Insofern du deine Zielgegend kennst (das wichtigste), etwas Abenteuersinn hast, die lokalen Transportmittel kennst und etwas Zeit hast, ist das Angeln das kleine Problem. 

Überlege auch schon seit einigen Monaten über einen erneuten Besuch der Mongolei nach, mein Wohnort Shanghai ist verhältnismäßig "nah". Leider fehlt mir das Geld und die Zeit im August!

Grüße und Viel Glück bei der Plannung,
Andreas


----------



## Lorenz (22. Juli 2012)

*AW: Taimen - Mongolei*

Hi

danke sehr für deine Antwort!
Hoch interessant!

Ich hatte die Plannungen zwar zwischenzeitlich verworfen, aber ich werds  dann mal wieder im Hinterkopf behalten. Derzeit mach ich Krafttraining,schuster mir eine Popperrute zusammen und lern ein bisschen indonesisch. Reisezeitpunkt ist abhängig von der Bachelorarbeit, da ich dadurch in meinem Fall stark gebunden bin. Alternative Ziele hab ich auch, falls es kurzfristig werden muss und der Flug nach Ba|i zu teuer...


----------

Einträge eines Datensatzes
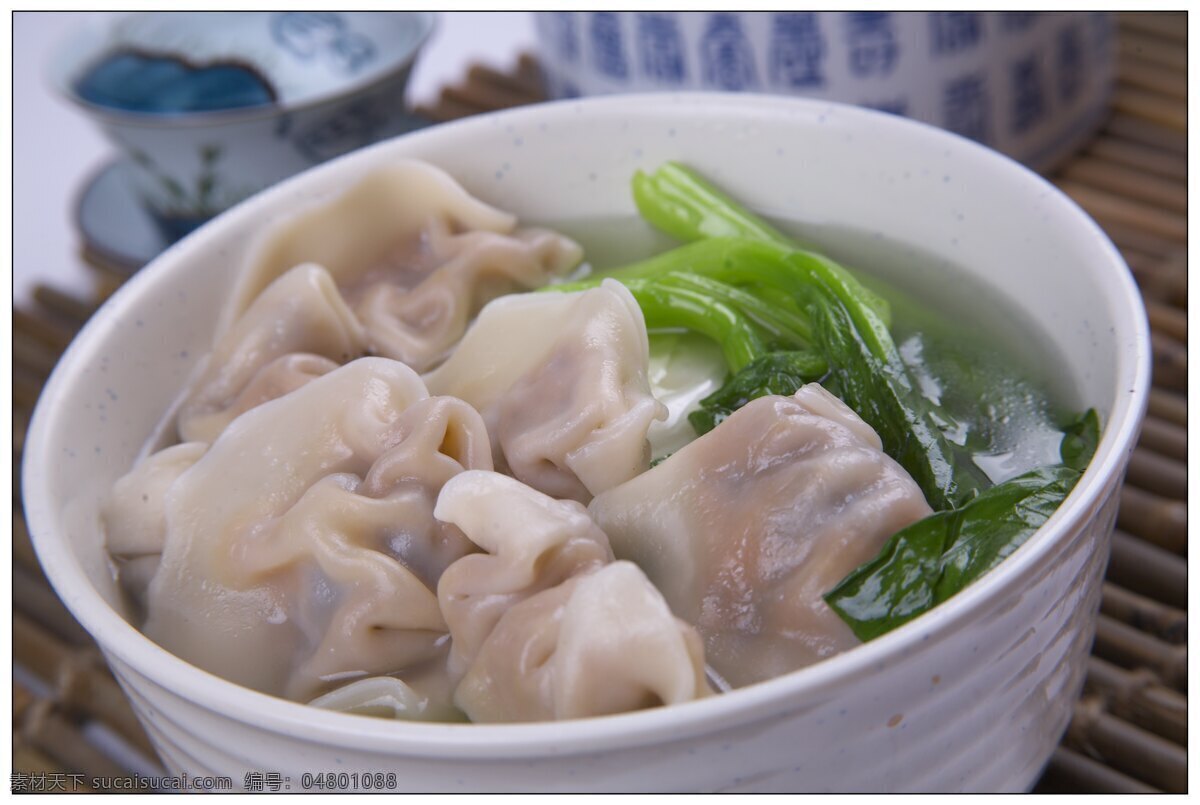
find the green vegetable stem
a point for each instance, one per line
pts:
(935, 558)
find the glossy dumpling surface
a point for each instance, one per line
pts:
(748, 527)
(300, 548)
(415, 256)
(298, 329)
(529, 542)
(562, 383)
(599, 643)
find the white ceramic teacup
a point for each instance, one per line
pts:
(337, 82)
(972, 696)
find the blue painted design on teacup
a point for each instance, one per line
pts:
(167, 84)
(309, 35)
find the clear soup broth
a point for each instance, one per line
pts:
(981, 358)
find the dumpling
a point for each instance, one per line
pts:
(298, 329)
(419, 325)
(531, 542)
(745, 528)
(135, 518)
(421, 696)
(599, 643)
(301, 550)
(562, 383)
(415, 257)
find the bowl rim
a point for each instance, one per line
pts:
(60, 77)
(760, 702)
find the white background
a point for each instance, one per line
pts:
(55, 149)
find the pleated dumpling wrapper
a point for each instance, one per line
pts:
(562, 383)
(413, 253)
(551, 629)
(299, 328)
(300, 551)
(745, 528)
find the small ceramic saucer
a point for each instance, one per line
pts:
(114, 224)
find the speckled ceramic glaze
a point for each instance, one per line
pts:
(972, 696)
(337, 80)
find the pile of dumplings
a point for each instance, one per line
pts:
(402, 485)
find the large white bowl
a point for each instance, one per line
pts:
(971, 696)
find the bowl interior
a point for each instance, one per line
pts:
(817, 166)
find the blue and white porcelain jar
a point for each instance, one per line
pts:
(1030, 84)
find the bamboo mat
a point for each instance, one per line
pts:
(72, 724)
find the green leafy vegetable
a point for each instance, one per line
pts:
(681, 203)
(1080, 439)
(775, 373)
(935, 558)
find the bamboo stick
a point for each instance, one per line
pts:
(1152, 49)
(36, 649)
(87, 688)
(1108, 208)
(53, 734)
(1153, 518)
(447, 108)
(42, 329)
(23, 546)
(82, 683)
(40, 604)
(71, 308)
(21, 701)
(25, 391)
(1128, 182)
(1169, 407)
(1157, 280)
(1137, 697)
(529, 73)
(1149, 616)
(1129, 749)
(1161, 248)
(1159, 25)
(1147, 133)
(29, 761)
(1143, 74)
(1147, 569)
(510, 84)
(19, 428)
(34, 358)
(1164, 438)
(1071, 773)
(1158, 474)
(1129, 648)
(1140, 157)
(1168, 320)
(1170, 366)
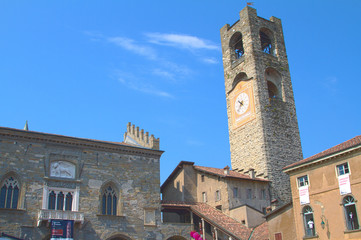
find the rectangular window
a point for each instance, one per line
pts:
(262, 194)
(342, 169)
(249, 193)
(218, 195)
(60, 199)
(235, 192)
(302, 181)
(204, 196)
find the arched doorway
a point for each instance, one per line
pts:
(177, 238)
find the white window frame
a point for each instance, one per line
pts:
(342, 164)
(74, 192)
(301, 177)
(204, 196)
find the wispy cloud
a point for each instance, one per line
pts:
(210, 60)
(194, 143)
(181, 40)
(130, 45)
(137, 84)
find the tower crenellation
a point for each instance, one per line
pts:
(135, 135)
(262, 122)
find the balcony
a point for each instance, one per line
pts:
(47, 215)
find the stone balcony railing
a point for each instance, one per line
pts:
(47, 215)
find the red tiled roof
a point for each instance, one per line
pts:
(260, 232)
(221, 220)
(338, 148)
(232, 174)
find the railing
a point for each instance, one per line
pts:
(47, 215)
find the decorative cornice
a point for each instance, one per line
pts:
(21, 135)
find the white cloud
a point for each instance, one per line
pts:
(210, 60)
(134, 83)
(130, 45)
(181, 40)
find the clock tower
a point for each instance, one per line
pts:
(262, 122)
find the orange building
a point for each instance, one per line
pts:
(326, 189)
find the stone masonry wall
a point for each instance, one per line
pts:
(134, 171)
(270, 141)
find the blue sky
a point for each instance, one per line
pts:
(87, 68)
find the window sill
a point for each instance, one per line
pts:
(310, 237)
(352, 231)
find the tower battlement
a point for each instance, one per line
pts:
(138, 137)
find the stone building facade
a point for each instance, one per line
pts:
(239, 196)
(263, 128)
(110, 190)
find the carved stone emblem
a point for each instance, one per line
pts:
(62, 169)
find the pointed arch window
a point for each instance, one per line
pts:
(349, 206)
(266, 41)
(109, 201)
(308, 221)
(9, 193)
(236, 46)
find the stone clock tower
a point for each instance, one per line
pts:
(262, 122)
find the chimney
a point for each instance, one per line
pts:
(252, 173)
(226, 170)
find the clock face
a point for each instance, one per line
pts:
(242, 103)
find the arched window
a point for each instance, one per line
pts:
(349, 206)
(266, 41)
(60, 200)
(236, 46)
(240, 77)
(273, 79)
(109, 201)
(308, 221)
(9, 193)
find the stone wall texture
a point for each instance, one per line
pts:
(133, 171)
(271, 141)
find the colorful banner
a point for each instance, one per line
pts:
(62, 229)
(344, 184)
(304, 195)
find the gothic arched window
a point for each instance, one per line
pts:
(236, 45)
(349, 206)
(274, 83)
(308, 221)
(266, 41)
(109, 201)
(9, 193)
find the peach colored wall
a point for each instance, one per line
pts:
(325, 198)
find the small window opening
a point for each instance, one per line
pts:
(266, 43)
(302, 181)
(272, 90)
(343, 169)
(236, 45)
(350, 213)
(308, 221)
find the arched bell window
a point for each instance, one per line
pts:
(109, 201)
(236, 46)
(267, 45)
(308, 221)
(349, 206)
(9, 193)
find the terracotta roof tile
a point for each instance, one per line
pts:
(232, 174)
(216, 217)
(338, 148)
(260, 232)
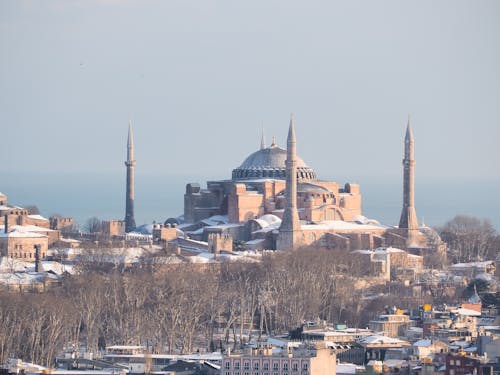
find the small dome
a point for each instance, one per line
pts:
(270, 163)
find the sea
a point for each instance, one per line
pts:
(158, 198)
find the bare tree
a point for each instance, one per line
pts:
(470, 239)
(93, 225)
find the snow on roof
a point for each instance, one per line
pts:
(203, 257)
(379, 339)
(31, 228)
(255, 242)
(484, 276)
(69, 240)
(341, 225)
(23, 278)
(216, 220)
(392, 250)
(14, 265)
(346, 368)
(467, 312)
(424, 342)
(472, 264)
(57, 268)
(367, 252)
(38, 217)
(16, 233)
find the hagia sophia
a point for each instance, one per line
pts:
(273, 201)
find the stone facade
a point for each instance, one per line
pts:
(304, 360)
(61, 223)
(113, 228)
(276, 182)
(18, 244)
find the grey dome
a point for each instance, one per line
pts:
(270, 163)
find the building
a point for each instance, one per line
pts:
(113, 228)
(274, 200)
(130, 193)
(392, 325)
(261, 360)
(20, 244)
(460, 364)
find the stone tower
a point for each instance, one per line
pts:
(409, 219)
(290, 231)
(129, 199)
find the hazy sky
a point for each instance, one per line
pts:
(199, 79)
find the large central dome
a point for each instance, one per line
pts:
(269, 162)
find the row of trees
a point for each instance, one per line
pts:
(185, 307)
(470, 239)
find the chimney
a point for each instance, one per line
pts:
(38, 261)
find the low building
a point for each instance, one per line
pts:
(20, 244)
(304, 360)
(113, 228)
(392, 325)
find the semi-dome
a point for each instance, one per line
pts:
(269, 162)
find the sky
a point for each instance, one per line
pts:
(199, 80)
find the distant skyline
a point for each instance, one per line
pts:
(199, 80)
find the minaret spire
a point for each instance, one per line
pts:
(130, 196)
(408, 218)
(263, 140)
(289, 232)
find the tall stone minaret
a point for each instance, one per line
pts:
(129, 199)
(290, 231)
(409, 219)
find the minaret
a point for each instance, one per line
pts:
(409, 219)
(289, 232)
(129, 199)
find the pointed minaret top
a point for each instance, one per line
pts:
(130, 143)
(409, 132)
(273, 143)
(291, 130)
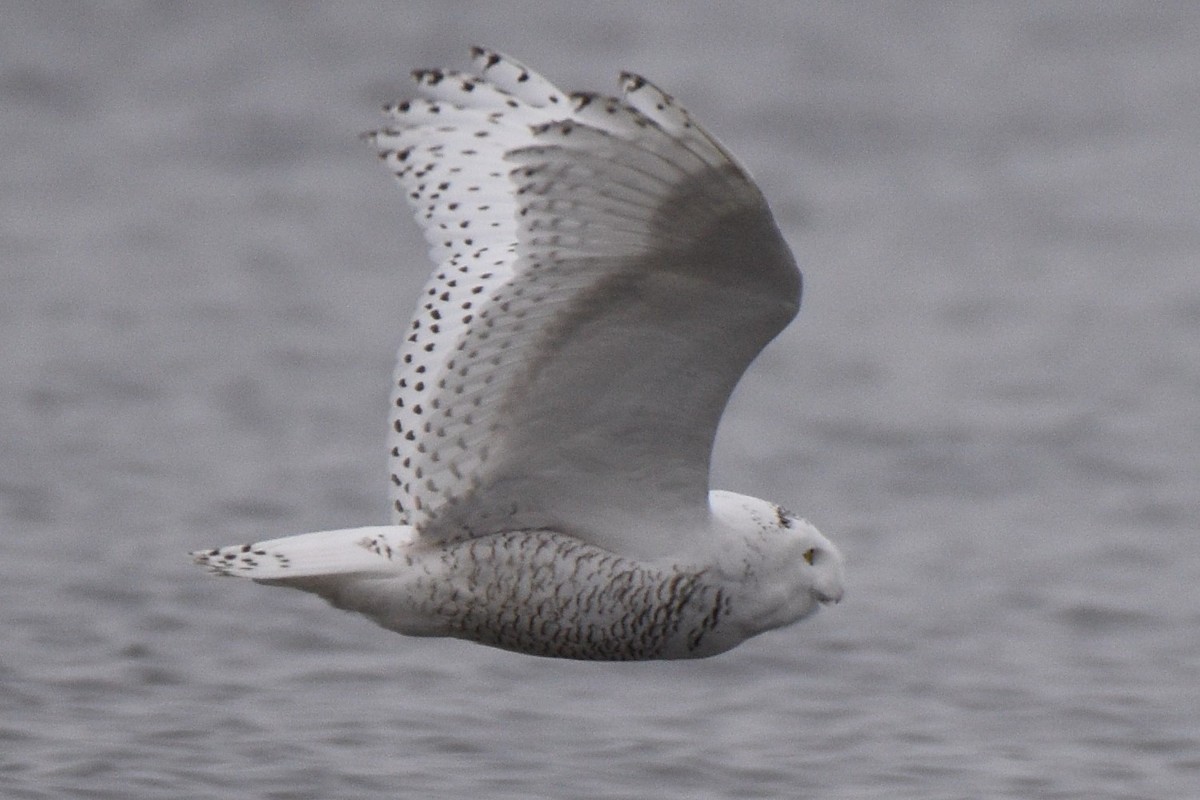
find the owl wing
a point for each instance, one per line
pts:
(606, 272)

### Aufgabe A
Beantworte anhand des Forenauszugs folgende Fragen:
(i) Wo wohnt Andreas?
(ii) Was fehlt Andreas im August?
(iii) Wovon hängt der Reisezeitpunkt in Lorenz' Antwort ab?
### Aufgabe B
Fasse den Forenauszug in zwei Sätzen zusammen.
### Aufgabe C
Stimmen die folgenden Aussagen mit dem Forenauszug überein? Antworte jeweils mit Ja oder Nein und zitiere die entscheidenden Worte.
(i) Andreas wohnt in Shanghai.
(ii) Lorenz lernt Chinesisch.
(iii) Andreas hält das Angeln für das größte Problem.

### Richtige Antwort A
(i) In Shanghai.
(ii) Geld und Zeit.
(iii) Von der Bachelorarbeit.

### Richtige Antwort B
Andreas hält das Angeln für das kleine Problem, wenn man die Zielgegend und die lokalen Transportmittel kennt, etwas Abenteuersinn und Zeit hat, und denkt selbst über einen erneuten Besuch der Mongolei nach, wofür ihm im August aber Geld und Zeit fehlen. Lorenz hatte die Planungen verworfen, will sie aber im Hinterkopf behalten, macht derzeit Krafttraining, baut eine Popperrute, lernt etwas Indonesisch und macht den Reisezeitpunkt von der Bachelorarbeit abhängig.

### Richtige Antwort C
(i) Ja: „mein Wohnort Shanghai ist verhältnismäßig "nah"“
(ii) Nein: „lern ein bisschen indonesisch“
(iii) Nein: „ist das Angeln das kleine Problem“